Short exercise — Edit the stretch from the line containing "For the benchmark run, find the gold" through the last of the lines below, changing "man with beard" to "bearded man" and keeping everything else the same. Return only that stretch.

Data provided —
------------------------------------

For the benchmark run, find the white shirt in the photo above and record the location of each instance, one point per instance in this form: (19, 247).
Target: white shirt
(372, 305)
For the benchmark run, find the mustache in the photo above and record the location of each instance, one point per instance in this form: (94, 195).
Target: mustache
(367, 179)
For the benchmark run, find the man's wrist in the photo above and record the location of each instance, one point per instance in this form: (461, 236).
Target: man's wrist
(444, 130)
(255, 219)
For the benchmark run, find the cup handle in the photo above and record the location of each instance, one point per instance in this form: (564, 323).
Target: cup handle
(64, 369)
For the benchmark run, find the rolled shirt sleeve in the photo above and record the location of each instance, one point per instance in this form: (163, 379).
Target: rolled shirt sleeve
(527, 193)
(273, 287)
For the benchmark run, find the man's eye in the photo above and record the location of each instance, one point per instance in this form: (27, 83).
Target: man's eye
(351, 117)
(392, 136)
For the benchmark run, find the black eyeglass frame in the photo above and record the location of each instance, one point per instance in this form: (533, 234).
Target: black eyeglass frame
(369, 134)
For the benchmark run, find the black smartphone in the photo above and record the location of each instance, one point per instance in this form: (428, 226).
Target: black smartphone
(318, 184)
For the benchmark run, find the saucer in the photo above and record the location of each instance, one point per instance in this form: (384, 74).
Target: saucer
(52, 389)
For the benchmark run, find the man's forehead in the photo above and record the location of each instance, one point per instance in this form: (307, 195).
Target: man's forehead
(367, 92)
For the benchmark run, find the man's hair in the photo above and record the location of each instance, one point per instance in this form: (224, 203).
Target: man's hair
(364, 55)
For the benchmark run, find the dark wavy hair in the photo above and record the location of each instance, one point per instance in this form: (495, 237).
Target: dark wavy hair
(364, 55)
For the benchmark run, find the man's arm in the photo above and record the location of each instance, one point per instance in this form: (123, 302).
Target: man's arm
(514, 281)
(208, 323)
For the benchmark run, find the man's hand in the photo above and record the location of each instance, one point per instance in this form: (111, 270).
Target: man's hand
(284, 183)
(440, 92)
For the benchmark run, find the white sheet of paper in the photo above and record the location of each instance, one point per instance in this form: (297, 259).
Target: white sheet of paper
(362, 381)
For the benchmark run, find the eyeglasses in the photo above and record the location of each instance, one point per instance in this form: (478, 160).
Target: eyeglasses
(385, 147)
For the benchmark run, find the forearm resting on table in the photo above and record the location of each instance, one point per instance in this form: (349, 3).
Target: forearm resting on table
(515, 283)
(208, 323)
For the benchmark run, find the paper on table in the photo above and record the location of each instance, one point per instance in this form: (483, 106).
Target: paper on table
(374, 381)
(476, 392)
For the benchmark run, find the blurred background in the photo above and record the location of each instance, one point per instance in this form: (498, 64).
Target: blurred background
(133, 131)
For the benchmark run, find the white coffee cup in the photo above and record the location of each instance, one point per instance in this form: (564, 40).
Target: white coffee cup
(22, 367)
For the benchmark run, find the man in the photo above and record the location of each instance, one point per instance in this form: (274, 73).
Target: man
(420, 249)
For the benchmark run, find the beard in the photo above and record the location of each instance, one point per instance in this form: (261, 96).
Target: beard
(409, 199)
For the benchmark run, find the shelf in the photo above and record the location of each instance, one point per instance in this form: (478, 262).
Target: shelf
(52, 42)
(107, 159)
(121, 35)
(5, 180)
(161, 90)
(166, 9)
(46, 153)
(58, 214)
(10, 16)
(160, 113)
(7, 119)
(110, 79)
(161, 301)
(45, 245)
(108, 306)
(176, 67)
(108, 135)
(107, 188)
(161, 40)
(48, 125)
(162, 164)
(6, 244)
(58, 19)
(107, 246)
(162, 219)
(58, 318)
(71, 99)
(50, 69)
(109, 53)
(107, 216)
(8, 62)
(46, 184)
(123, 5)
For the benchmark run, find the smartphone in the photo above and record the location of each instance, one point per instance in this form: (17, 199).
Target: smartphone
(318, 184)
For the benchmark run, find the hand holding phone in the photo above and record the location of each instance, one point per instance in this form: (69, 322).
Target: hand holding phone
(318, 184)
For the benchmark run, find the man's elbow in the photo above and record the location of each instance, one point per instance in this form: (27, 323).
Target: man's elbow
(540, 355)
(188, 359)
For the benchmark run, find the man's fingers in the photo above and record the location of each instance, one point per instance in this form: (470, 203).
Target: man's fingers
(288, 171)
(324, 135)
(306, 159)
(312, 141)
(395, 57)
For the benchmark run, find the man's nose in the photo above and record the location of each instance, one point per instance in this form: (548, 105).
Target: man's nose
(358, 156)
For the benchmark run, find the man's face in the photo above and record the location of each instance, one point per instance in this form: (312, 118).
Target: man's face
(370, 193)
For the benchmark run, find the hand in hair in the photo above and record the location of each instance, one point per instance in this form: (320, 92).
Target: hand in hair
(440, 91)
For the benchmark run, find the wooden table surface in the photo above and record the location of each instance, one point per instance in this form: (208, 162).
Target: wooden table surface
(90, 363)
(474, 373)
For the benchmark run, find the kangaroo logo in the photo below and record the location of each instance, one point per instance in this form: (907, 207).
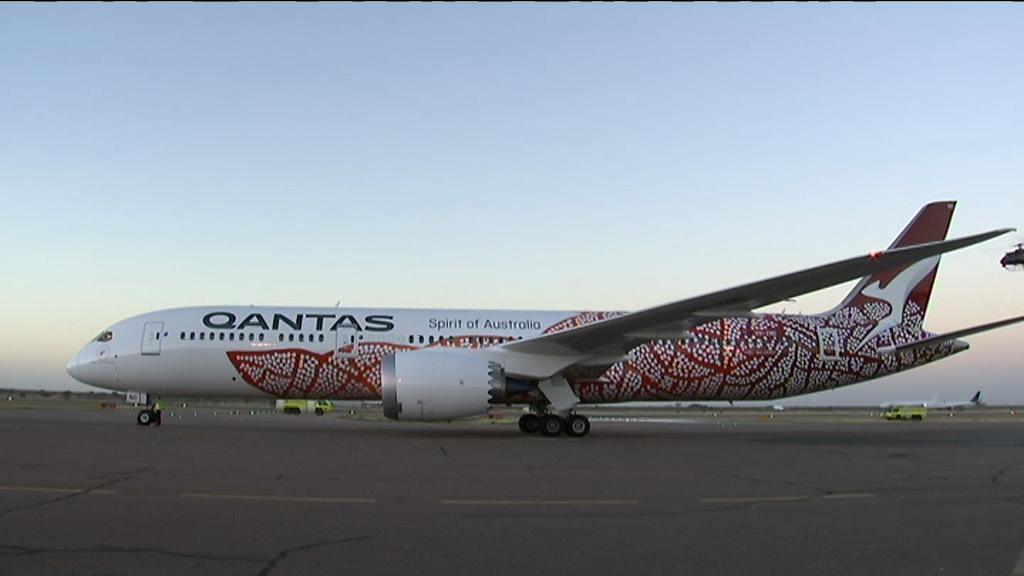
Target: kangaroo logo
(896, 293)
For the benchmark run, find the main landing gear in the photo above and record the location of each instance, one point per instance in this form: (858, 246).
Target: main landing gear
(150, 416)
(574, 425)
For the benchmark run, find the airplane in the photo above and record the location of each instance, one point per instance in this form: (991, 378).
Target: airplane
(936, 404)
(436, 365)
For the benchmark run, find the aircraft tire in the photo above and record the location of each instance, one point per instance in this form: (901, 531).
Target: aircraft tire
(145, 417)
(577, 425)
(551, 424)
(529, 423)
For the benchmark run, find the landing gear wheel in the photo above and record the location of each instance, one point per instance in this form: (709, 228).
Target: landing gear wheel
(145, 417)
(577, 425)
(551, 424)
(529, 423)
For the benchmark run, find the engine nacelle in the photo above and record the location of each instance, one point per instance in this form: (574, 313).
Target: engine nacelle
(438, 384)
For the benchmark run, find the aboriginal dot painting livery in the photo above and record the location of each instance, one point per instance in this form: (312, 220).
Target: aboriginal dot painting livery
(450, 364)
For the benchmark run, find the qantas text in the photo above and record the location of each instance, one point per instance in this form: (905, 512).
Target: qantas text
(228, 321)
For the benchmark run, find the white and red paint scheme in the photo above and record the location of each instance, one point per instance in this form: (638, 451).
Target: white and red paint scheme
(448, 364)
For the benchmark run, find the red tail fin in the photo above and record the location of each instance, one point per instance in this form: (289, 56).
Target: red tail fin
(906, 289)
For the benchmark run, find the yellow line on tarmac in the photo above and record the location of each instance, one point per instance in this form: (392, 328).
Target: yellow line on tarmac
(57, 490)
(783, 498)
(279, 498)
(543, 502)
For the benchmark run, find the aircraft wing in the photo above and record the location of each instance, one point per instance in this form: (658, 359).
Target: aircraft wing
(613, 337)
(955, 334)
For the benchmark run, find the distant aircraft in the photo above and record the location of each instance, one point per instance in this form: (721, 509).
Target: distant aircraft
(453, 364)
(936, 404)
(1014, 259)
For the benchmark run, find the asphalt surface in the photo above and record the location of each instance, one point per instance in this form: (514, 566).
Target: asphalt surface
(240, 493)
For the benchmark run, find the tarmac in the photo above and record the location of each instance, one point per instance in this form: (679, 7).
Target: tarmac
(236, 491)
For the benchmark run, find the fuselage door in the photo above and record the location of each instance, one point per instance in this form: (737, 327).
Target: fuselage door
(829, 343)
(346, 343)
(152, 334)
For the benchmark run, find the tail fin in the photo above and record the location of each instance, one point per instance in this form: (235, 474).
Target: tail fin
(903, 291)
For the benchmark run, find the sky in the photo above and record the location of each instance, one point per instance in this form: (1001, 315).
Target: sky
(500, 156)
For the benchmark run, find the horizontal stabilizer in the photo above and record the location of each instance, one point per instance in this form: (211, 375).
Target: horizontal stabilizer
(956, 334)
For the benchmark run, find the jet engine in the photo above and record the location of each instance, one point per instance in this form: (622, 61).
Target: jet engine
(439, 384)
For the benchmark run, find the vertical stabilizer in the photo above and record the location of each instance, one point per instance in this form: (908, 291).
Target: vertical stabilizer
(900, 295)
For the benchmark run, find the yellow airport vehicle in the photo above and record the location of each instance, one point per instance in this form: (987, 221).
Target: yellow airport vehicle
(318, 407)
(905, 413)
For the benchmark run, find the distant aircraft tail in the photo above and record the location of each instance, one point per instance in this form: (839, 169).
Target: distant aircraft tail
(899, 296)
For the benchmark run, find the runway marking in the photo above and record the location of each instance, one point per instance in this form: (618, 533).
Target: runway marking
(56, 490)
(784, 498)
(280, 498)
(543, 502)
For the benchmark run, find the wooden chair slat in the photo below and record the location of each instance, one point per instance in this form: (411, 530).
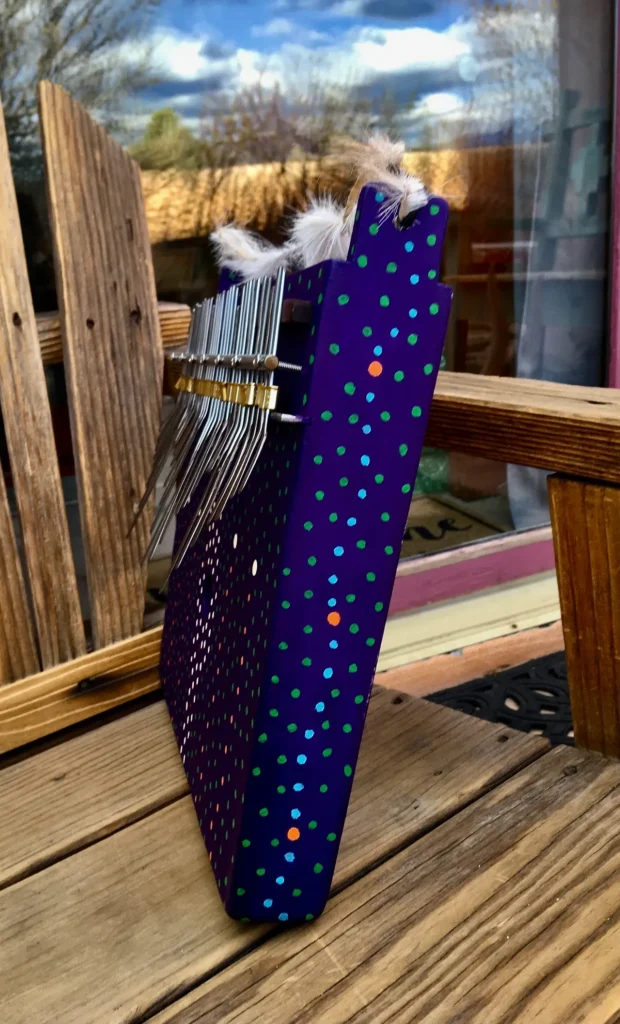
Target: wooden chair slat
(113, 350)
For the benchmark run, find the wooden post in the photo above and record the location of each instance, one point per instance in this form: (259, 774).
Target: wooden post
(585, 518)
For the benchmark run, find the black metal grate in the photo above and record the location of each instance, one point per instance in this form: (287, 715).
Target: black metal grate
(533, 697)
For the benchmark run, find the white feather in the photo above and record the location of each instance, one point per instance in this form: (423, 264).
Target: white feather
(247, 254)
(320, 233)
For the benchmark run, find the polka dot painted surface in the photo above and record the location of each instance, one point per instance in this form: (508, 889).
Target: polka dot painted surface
(275, 620)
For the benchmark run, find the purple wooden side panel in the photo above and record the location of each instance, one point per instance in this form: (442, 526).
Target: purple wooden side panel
(275, 619)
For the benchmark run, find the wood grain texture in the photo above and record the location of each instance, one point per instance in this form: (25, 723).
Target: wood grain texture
(47, 701)
(586, 531)
(80, 791)
(508, 913)
(573, 430)
(173, 326)
(28, 427)
(130, 923)
(113, 351)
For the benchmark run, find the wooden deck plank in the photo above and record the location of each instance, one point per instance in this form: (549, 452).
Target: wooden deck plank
(113, 350)
(508, 912)
(126, 925)
(30, 438)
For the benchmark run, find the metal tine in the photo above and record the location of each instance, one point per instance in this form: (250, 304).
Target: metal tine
(171, 427)
(184, 444)
(206, 514)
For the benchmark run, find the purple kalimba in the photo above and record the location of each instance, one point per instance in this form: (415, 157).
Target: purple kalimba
(276, 612)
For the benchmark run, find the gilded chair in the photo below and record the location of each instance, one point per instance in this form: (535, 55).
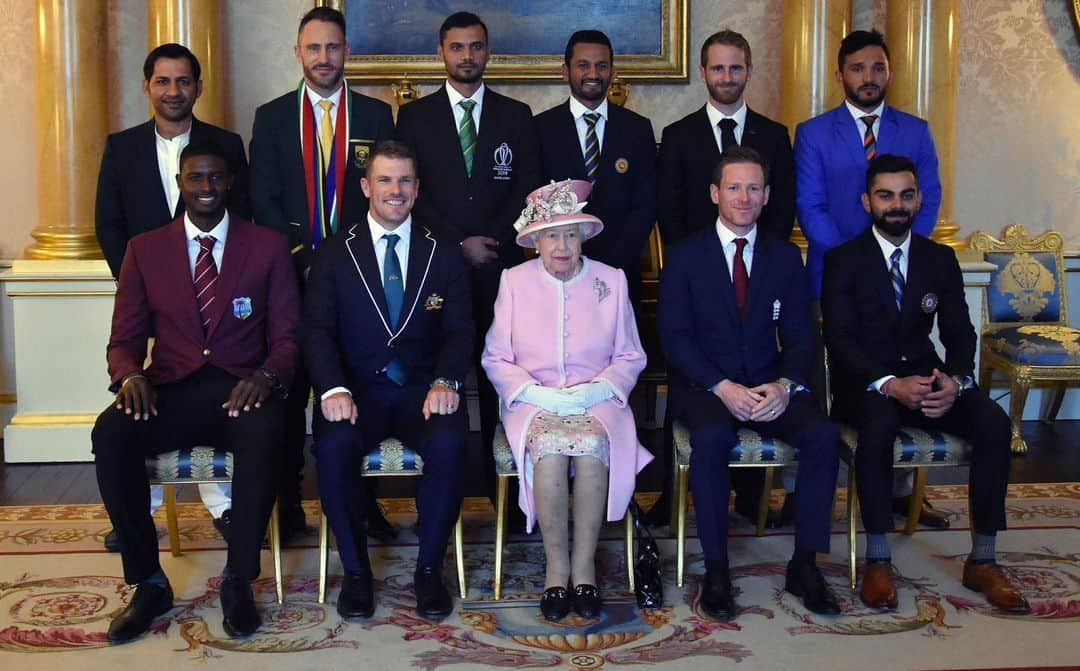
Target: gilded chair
(202, 465)
(391, 459)
(504, 469)
(1025, 332)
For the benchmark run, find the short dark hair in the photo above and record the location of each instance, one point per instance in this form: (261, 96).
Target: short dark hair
(460, 19)
(889, 163)
(323, 13)
(856, 40)
(739, 155)
(588, 37)
(172, 50)
(729, 38)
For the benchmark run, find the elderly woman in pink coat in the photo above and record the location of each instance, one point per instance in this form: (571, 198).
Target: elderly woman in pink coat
(564, 354)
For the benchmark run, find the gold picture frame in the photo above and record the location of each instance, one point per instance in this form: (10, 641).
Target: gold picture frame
(670, 62)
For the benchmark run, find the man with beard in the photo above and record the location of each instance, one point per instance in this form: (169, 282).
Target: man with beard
(477, 160)
(831, 156)
(690, 146)
(615, 148)
(309, 148)
(880, 296)
(137, 190)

------------------------------------

Worked solution —
For the benchmark run, find the gold picture frame in the photo above and record the location of each instance, one point per instance in this form: (10, 641).
Target: gold picture frame
(670, 62)
For the benchmark run, find the bearded man in the photo above and record the location of each instance, one point per instance in this form: (169, 282).
Target: bearded man
(477, 160)
(831, 156)
(690, 146)
(615, 148)
(309, 148)
(880, 296)
(137, 190)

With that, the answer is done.